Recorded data
------------------------------------------------------------

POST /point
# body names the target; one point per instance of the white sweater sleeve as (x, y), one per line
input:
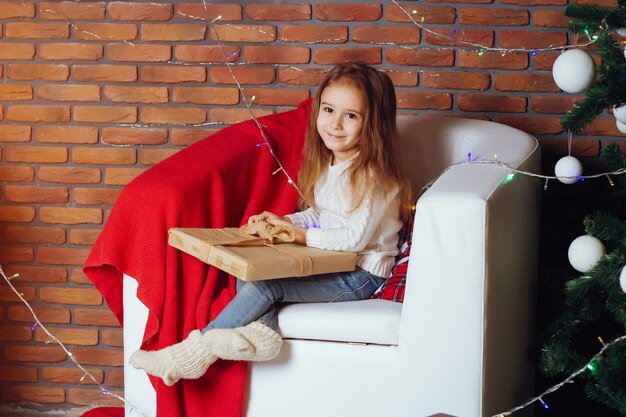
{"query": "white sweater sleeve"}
(357, 229)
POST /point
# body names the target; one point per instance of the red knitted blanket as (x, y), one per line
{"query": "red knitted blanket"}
(218, 182)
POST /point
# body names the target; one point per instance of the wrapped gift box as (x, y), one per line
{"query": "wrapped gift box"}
(250, 258)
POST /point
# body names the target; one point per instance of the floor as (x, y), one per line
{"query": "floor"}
(28, 410)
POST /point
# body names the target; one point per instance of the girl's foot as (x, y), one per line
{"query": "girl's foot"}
(254, 342)
(188, 359)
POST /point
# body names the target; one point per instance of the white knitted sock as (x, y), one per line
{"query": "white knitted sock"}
(188, 359)
(254, 342)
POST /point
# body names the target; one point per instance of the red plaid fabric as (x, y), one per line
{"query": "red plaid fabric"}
(393, 288)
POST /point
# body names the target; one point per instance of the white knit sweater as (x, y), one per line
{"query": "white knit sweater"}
(371, 230)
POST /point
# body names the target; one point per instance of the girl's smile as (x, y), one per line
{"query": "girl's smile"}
(340, 120)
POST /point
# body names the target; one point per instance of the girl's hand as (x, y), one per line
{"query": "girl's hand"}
(269, 217)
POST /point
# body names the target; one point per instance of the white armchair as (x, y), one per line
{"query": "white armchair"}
(458, 344)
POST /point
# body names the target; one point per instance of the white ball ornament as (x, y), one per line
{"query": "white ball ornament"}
(622, 279)
(568, 169)
(573, 71)
(584, 252)
(620, 113)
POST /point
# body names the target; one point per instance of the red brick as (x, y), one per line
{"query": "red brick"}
(189, 136)
(138, 52)
(491, 102)
(121, 176)
(38, 113)
(57, 92)
(9, 373)
(72, 11)
(277, 54)
(105, 31)
(15, 333)
(16, 92)
(397, 35)
(70, 175)
(113, 338)
(70, 51)
(231, 116)
(174, 115)
(70, 215)
(125, 10)
(302, 76)
(14, 50)
(92, 396)
(16, 254)
(530, 39)
(279, 12)
(402, 78)
(493, 60)
(95, 196)
(107, 156)
(61, 256)
(431, 15)
(314, 34)
(66, 134)
(47, 154)
(105, 73)
(31, 72)
(17, 214)
(39, 274)
(14, 133)
(243, 33)
(207, 53)
(7, 294)
(35, 194)
(27, 393)
(36, 30)
(199, 11)
(245, 75)
(38, 354)
(472, 36)
(421, 57)
(493, 17)
(526, 82)
(368, 55)
(149, 157)
(105, 114)
(169, 74)
(13, 9)
(71, 376)
(172, 32)
(206, 95)
(274, 97)
(136, 94)
(533, 125)
(84, 236)
(94, 317)
(348, 12)
(69, 336)
(552, 104)
(456, 80)
(550, 18)
(133, 136)
(424, 100)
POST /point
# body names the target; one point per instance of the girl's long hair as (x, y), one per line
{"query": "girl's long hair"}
(377, 166)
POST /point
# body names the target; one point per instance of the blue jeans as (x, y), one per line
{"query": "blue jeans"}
(256, 300)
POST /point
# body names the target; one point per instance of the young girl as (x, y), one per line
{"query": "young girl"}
(353, 177)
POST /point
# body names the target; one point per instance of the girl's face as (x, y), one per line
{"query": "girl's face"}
(340, 120)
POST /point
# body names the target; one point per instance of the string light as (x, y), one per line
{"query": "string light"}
(69, 354)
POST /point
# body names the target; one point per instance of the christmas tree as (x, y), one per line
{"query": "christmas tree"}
(594, 313)
(608, 90)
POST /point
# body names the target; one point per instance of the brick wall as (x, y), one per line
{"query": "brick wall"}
(94, 93)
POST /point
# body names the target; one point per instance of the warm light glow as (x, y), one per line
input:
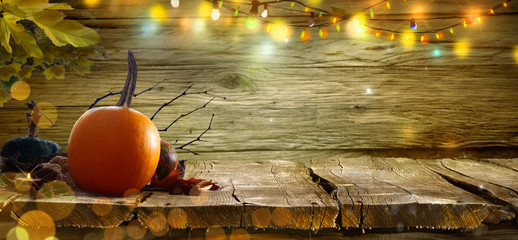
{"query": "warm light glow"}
(264, 13)
(280, 32)
(356, 26)
(215, 14)
(461, 49)
(204, 9)
(175, 3)
(251, 23)
(408, 39)
(91, 3)
(158, 13)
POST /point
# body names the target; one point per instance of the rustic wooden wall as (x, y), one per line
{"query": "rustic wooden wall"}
(297, 100)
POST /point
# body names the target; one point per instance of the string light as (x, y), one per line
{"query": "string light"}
(311, 21)
(215, 10)
(413, 25)
(265, 11)
(175, 3)
(337, 15)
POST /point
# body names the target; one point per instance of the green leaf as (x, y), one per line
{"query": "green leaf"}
(62, 32)
(57, 71)
(5, 35)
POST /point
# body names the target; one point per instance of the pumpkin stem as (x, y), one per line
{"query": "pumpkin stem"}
(131, 82)
(34, 131)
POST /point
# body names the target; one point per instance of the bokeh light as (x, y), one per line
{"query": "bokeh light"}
(261, 218)
(38, 224)
(20, 90)
(91, 3)
(239, 234)
(461, 49)
(102, 206)
(136, 230)
(408, 40)
(280, 32)
(158, 12)
(49, 114)
(177, 218)
(205, 9)
(115, 233)
(356, 26)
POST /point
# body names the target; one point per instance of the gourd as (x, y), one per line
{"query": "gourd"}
(112, 150)
(25, 153)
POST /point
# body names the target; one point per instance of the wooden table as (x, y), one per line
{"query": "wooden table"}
(332, 195)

------------------------------------------------------------

- [Task statement]: From the material above, copy everything exactly but the pictures.

- [Written response]:
POST /point
# body names the target; one point per instance of the white sweater sleeve as (x, y), one per line
input:
{"query": "white sweater sleeve"}
(357, 229)
POST /point
# body names the target; one point per instance of the red knitted blanket as (x, y), one per line
{"query": "red knitted blanket"}
(218, 182)
POST /point
# body names the target; one point per instance of the wrapped gift box as (x, y), one per line
{"query": "wrapped gift box"}
(250, 258)
POST /point
# body names the target; one point per instance of the floor as (x, y), one per line
{"query": "floor"}
(28, 410)
POST /point
# body names the target; one point per instance of the girl's foot as (x, y), one per line
{"query": "girl's foot"}
(254, 342)
(188, 359)
POST /point
# body names the target; one point per instance of the white knitted sock as (x, y), one per line
{"query": "white knitted sock"}
(188, 359)
(254, 342)
POST /point
# body names the target; one point per instance of the red plaid fabric as (x, y), one per line
{"query": "red plaid fabric"}
(393, 288)
POST /point
# body names the target; one point per instance of the white knit sweater as (x, y), one per line
{"query": "white knit sweater"}
(371, 230)
POST /point
# body names the target; one point per instance of the girl's smile as (x, y), one per line
{"query": "girl's smile"}
(340, 120)
POST /point
# body names the target; one point per instance of the girl's hand as (x, y), one per line
{"query": "girl's hand"}
(269, 217)
POST /point
# body names the target; one point per instance of the white armchair as (x, y), one per line
{"query": "white armchair"}
(458, 344)
POST /point
# body names the target; one point per instance of the white ball ornament as (x, y), one per line
{"query": "white ball ornament"}
(622, 279)
(568, 169)
(573, 71)
(584, 252)
(620, 113)
POST /point
# body names the target; one point per instance of the red brick as (x, y), one per line
{"query": "red brick"}
(189, 136)
(138, 52)
(491, 102)
(121, 176)
(38, 113)
(57, 92)
(9, 373)
(72, 11)
(277, 54)
(105, 31)
(15, 333)
(16, 92)
(397, 35)
(70, 175)
(113, 338)
(70, 51)
(231, 116)
(174, 115)
(70, 215)
(125, 10)
(302, 76)
(14, 50)
(92, 396)
(16, 254)
(530, 39)
(279, 12)
(402, 78)
(493, 60)
(95, 196)
(107, 156)
(61, 256)
(431, 15)
(314, 34)
(66, 134)
(47, 154)
(105, 73)
(31, 72)
(17, 214)
(39, 274)
(14, 133)
(243, 33)
(207, 53)
(7, 294)
(35, 194)
(27, 393)
(36, 30)
(199, 11)
(245, 75)
(38, 354)
(472, 36)
(421, 57)
(493, 17)
(526, 82)
(368, 55)
(149, 157)
(105, 114)
(169, 74)
(13, 9)
(71, 376)
(172, 32)
(206, 95)
(274, 97)
(136, 94)
(533, 125)
(84, 236)
(94, 317)
(348, 12)
(69, 336)
(552, 104)
(456, 80)
(550, 18)
(133, 136)
(424, 100)
POST /point
# body names the target; one point per instance of the girl's long hair as (x, y), one per line
{"query": "girl's long hair"}
(377, 166)
POST /point
# body names the target; one point per instance of the blue jeans as (x, y), one per line
{"query": "blue jeans"}
(256, 300)
POST /point
# body names the target; one point per instance of the young girl as (x, y), one per line
{"query": "young girl"}
(353, 177)
POST /point
# body names the target; one point per instance of the girl's face as (x, y), one per line
{"query": "girl's face"}
(340, 120)
POST /point
# body names the target; one point per instance of the string light as (x, y), one per line
{"query": "string light"}
(69, 354)
POST /point
# body names the target; one point per instance of the christmas tree as (x, y), one per line
{"query": "christmas tree"}
(594, 313)
(608, 90)
POST /point
# body names the target; one point per instance of the brick wall as (x, y), one per line
{"query": "brick wall"}
(94, 93)
POST /point
# body names the target; one point per instance of the warm light glow as (x, y), one per line
input:
{"query": "warm light glow"}
(264, 13)
(280, 32)
(356, 26)
(215, 14)
(461, 49)
(204, 9)
(175, 3)
(251, 23)
(408, 39)
(91, 3)
(158, 13)
POST /point
# body names the target; one point per instance of the rustic wooden wall as (x, y), one per line
{"query": "rustic wooden wall"}
(297, 100)
POST /point
# body names the target; one point per instance of the string light as (x, y), one per line
{"query": "string light"}
(311, 21)
(215, 10)
(413, 25)
(265, 11)
(175, 3)
(337, 15)
POST /point
# body names the target; one point per instance of the green leaf as (x, y), one per line
{"query": "green leaf"}
(62, 32)
(57, 71)
(5, 35)
POST /point
# body names the target; one point per instance of the pumpkin stem as (x, y), one per line
{"query": "pumpkin stem"}
(131, 82)
(34, 131)
POST /point
# body names the target; one point per instance of the bokeh light as (x, y), one per line
{"query": "bokeh light"}
(261, 218)
(38, 224)
(20, 90)
(91, 3)
(239, 234)
(461, 49)
(102, 206)
(136, 230)
(408, 40)
(280, 32)
(158, 12)
(49, 114)
(177, 218)
(205, 9)
(115, 233)
(356, 26)
POST /point
# body names the target; one point per instance of the gourd as (x, y), one per line
{"query": "gourd"}
(112, 150)
(25, 153)
POST /point
# body names the target; one point per instance of the wooden table as (x, y), one per line
{"query": "wooden table"}
(332, 195)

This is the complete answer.